··· Data shown

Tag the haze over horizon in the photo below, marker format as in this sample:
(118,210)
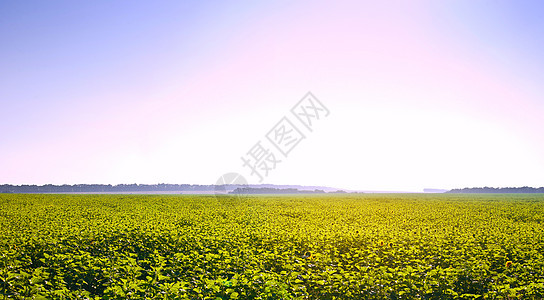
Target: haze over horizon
(420,95)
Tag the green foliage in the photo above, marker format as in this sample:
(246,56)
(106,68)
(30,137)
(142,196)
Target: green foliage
(272,247)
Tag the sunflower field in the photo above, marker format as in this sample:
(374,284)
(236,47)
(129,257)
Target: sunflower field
(345,246)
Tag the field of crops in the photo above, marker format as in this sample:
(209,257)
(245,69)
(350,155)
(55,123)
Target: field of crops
(414,246)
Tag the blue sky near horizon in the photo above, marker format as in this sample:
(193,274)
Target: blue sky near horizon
(422,95)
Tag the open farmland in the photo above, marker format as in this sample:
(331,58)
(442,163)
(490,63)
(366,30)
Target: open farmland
(426,246)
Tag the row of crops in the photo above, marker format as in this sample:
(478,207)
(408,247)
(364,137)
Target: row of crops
(413,246)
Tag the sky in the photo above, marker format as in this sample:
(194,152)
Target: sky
(419,94)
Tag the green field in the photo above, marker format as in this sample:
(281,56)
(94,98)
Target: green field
(409,246)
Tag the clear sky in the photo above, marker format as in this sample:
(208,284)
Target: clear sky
(421,94)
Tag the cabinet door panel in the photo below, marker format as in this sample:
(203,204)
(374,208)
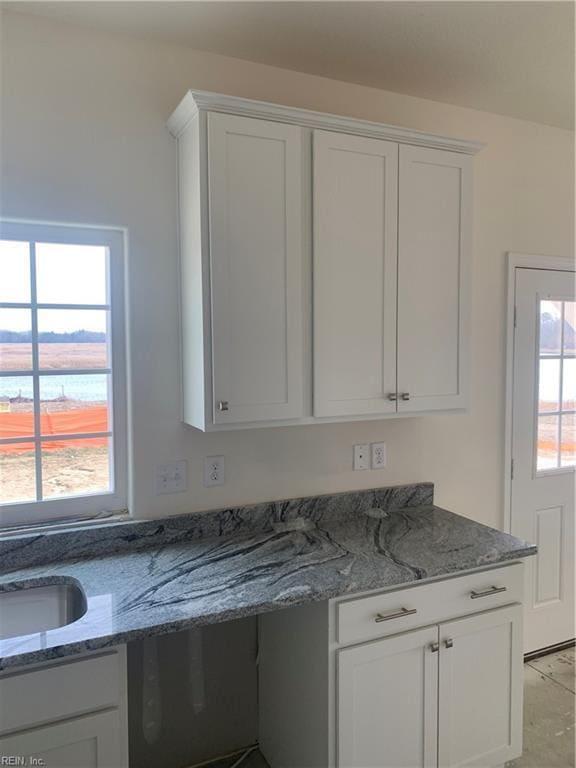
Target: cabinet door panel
(434,214)
(480,717)
(355,196)
(255,178)
(85,742)
(387,702)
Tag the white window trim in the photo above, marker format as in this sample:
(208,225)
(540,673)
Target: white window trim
(22,514)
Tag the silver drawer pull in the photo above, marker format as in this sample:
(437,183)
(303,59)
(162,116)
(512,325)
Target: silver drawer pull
(396,615)
(487,592)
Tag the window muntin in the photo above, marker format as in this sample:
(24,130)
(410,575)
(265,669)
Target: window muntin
(62,372)
(556,396)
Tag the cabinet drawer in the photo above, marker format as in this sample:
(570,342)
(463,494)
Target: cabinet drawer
(390,612)
(60,690)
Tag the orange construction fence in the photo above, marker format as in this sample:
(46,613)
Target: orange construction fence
(78,421)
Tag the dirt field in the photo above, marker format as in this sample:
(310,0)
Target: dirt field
(18,357)
(65,473)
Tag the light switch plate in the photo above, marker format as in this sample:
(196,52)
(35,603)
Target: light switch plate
(214,470)
(362,456)
(378,455)
(172,478)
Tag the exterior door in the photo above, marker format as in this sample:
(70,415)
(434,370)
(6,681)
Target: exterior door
(544,448)
(85,742)
(256,250)
(433,263)
(355,212)
(387,702)
(480,689)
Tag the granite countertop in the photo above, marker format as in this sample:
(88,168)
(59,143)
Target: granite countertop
(165,577)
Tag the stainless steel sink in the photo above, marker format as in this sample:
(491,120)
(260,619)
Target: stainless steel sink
(27,609)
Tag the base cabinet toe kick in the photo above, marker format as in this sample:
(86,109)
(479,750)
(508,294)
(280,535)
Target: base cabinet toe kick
(68,713)
(426,676)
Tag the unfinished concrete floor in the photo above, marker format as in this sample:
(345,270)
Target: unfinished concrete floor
(549,712)
(548,717)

······

_Task directions:_ Copy out each line word for word, please, skipping the images.

_Exercise response:_
Tag the haze over horizon in the photo below, marker format as in this sample:
(118,210)
Target: haze over horizon
(420,95)
Tag the green foliage in the photo above, marker format as in this sample:
(246,56)
(106,68)
(30,137)
(142,196)
Target: green foliage
(272,247)
Tag the sunflower field in the photo above, marker format as in this sample:
(374,284)
(236,47)
(129,257)
Target: sunflower field
(345,246)
Tag the field of crops in the photo above, marker format as in this sample:
(209,257)
(245,69)
(350,155)
(55,123)
Target: field of crops
(414,246)
Tag the blue sky near horizon in the photo above, marker format as in this sample:
(193,274)
Target: blue sky near horizon
(422,95)
Tag the open farmland in the photo above, marker format as in this sample:
(331,58)
(442,163)
(490,63)
(366,30)
Target: open farmland
(426,246)
Tag the row of crops in the photo above, marker format as in this sample:
(478,207)
(408,247)
(364,137)
Target: row of crops
(413,246)
Tag the sky in the photo above, marker format as in this sample:
(194,152)
Target: sky
(419,94)
Tag the green field in the photo above, marker format as in this sample:
(281,56)
(94,98)
Target: green field
(409,246)
Tag the clear sky in the photo above, marker format as in this sample:
(208,284)
Target: clear sky
(421,94)
Tag the cabinet door panel in the photo below, marker format as in this sample:
(203,204)
(374,208)
Target: cabinet door panel
(434,214)
(480,717)
(355,196)
(255,178)
(85,742)
(387,702)
Tag the white window trim in the photo above, marker format as in this sample:
(208,225)
(540,673)
Target: white window trim
(22,514)
Tag the silver drawer pull in the photo above, marker format as in this sample:
(437,183)
(303,59)
(162,116)
(512,325)
Target: silver drawer pull
(396,615)
(487,592)
Tag the window muntin in the photo above, marker format as in this sample:
(24,130)
(410,575)
(265,669)
Target: window muntin
(62,372)
(556,396)
Tag the cabinet drawer in the photo above, marker format as in this sample:
(570,342)
(463,494)
Target: cabinet drawer
(390,612)
(60,690)
Tag the orange construction fence in the photo above, marker format as in this sample:
(46,613)
Target: orange construction fence
(78,421)
Tag the dirt field in the photo above, marker format as in this sample:
(310,0)
Target: dirt field
(18,357)
(65,473)
Tag the light switch plate in the photo above, marker format as in this sample:
(196,52)
(35,603)
Target: light switch plate
(214,470)
(362,456)
(378,455)
(172,478)
Tag the exterior door in the photo above, marker format as in this sample:
(70,415)
(434,370)
(6,681)
Target: exterior door
(544,448)
(85,742)
(256,250)
(433,263)
(355,212)
(387,702)
(480,689)
Tag the granite countertop in the photo above, marker format as in this sample:
(88,168)
(59,143)
Target: granite countertop
(165,577)
Tag the stainless steel sink in the photo above, marker format as in this sample:
(491,120)
(260,619)
Target: stainless steel sink
(27,609)
Tag the base cabinet toe kick in the photo above, marker format as in this sample:
(86,109)
(479,750)
(508,294)
(280,535)
Target: base cabinet toe kick
(68,713)
(426,676)
Tag the unfinished concrete floor in the photo above, marker format as in this sample:
(345,270)
Target: unfinished concrete floor
(549,712)
(548,717)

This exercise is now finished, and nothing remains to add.